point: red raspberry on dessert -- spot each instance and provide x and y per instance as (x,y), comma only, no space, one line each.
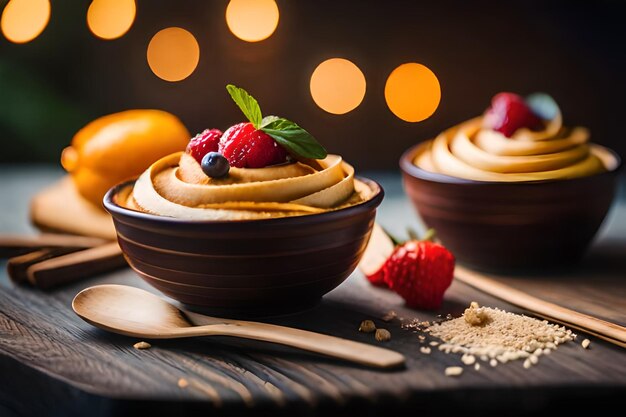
(203,143)
(509,112)
(247,147)
(420,272)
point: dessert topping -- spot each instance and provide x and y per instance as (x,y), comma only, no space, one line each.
(274,136)
(509,112)
(215,165)
(246,147)
(203,143)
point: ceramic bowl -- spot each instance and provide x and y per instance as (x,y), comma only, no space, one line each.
(245,268)
(508,227)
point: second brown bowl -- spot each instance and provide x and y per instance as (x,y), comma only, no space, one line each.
(245,268)
(512,227)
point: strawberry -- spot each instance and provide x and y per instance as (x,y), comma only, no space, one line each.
(420,272)
(203,143)
(509,112)
(247,147)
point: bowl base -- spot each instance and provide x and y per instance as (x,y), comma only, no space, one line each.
(255,312)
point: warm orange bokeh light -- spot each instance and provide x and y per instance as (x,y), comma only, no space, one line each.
(412,92)
(110,19)
(337,86)
(23,20)
(173,54)
(252,20)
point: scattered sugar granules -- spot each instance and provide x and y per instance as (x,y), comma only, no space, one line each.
(497,336)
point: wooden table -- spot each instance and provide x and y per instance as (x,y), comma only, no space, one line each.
(54,364)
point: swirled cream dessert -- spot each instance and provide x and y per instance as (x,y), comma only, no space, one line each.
(268,167)
(515,140)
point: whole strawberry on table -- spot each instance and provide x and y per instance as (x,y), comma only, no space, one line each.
(420,271)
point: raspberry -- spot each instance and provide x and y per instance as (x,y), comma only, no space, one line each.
(203,143)
(420,272)
(246,147)
(509,112)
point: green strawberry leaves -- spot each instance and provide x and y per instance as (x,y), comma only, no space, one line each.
(286,133)
(295,139)
(543,105)
(248,104)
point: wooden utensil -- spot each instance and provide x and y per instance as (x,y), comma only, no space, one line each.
(49,260)
(13,245)
(608,331)
(61,208)
(134,312)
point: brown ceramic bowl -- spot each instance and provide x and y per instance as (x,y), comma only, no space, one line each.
(509,227)
(245,268)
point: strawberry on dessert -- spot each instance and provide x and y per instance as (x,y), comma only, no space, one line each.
(258,143)
(247,147)
(203,143)
(508,113)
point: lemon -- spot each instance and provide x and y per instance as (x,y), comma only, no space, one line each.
(120,146)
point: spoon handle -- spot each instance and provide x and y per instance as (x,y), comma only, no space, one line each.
(315,342)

What you will do: Please write out all the entries above again exactly as they appear, skipping any images.

Problem solution:
point: red raspberry on dessert -- spot each instance and provide x and y per instance as (x,y), comma only, no space, one line each.
(203,143)
(509,112)
(247,147)
(420,272)
point: dessert topping -- spot each instance and provide x and y per instance as (x,y), comma only, no space, one line each.
(274,136)
(509,112)
(215,165)
(246,147)
(203,143)
point: ceramic bowl -- spot each instance and provide x and y per instance as (x,y), comma only, no space, one line each.
(245,268)
(508,227)
point: second brown bowl -- spot each instance and provide x and y per instance as (x,y), comma only, no space, one line each.
(245,268)
(512,227)
point: strawberry -- spot each instance and provide x and y per instance as (x,y), comma only, no space, one line each.
(420,272)
(203,143)
(509,112)
(247,147)
point: bowl base -- spot each instance and provide x and y per instance as (x,y), comma only, no space, one line each.
(255,312)
point: warm orange bokeh light -- spot each instance and provide x and y per instance as (x,y), comma only, no space, one line each.
(412,92)
(110,19)
(337,86)
(23,20)
(173,54)
(252,20)
point: scattered sugar granules -- spot each instance and provide x and y per instance as (x,y), comma only, no space, one line each.
(497,336)
point: wooden table -- spot each instance and provide x and y per instance as (x,y), comma only, no space, one line each.
(54,364)
point: swirled cream dessert -- spot each instance and provide x and y per instance as (x,y), comma only, no space, one line each.
(268,167)
(515,140)
point: whole strawberry on table -- spot each instance and provide x and y per instance as (x,y), comma only, no space, one line each.
(420,271)
point: raspberry -- spot each instance and provide x and y per instance as (x,y), comma only, no space, one line each.
(203,143)
(420,272)
(246,147)
(509,112)
point: green strawberry leaves -- spot each instance and provide x and y per instance as (x,y), comma only, no space, one line each.
(286,133)
(295,139)
(543,105)
(248,104)
point: wooden utensil -- spot each instance and provide x and y per instance as (x,y), comma only, no space, one line each.
(49,260)
(13,245)
(608,331)
(61,208)
(134,312)
point: brown ceramic bowl -- spot each instance and provide x and y per instance as (x,y), comma only, no space, one line each.
(509,227)
(245,268)
point: strawberry on dessert -- spot each instance and provide x and y per instance as (x,y), comma only, no space, one line each.
(258,143)
(247,147)
(203,143)
(508,113)
point: lemon -- spot each instance and provide x and y per instance as (x,y), comma only, no space, one line each.
(120,146)
point: spoon handle -- spot each instance and provide x and y per instance as (x,y), comma only, no space, one line each.
(315,342)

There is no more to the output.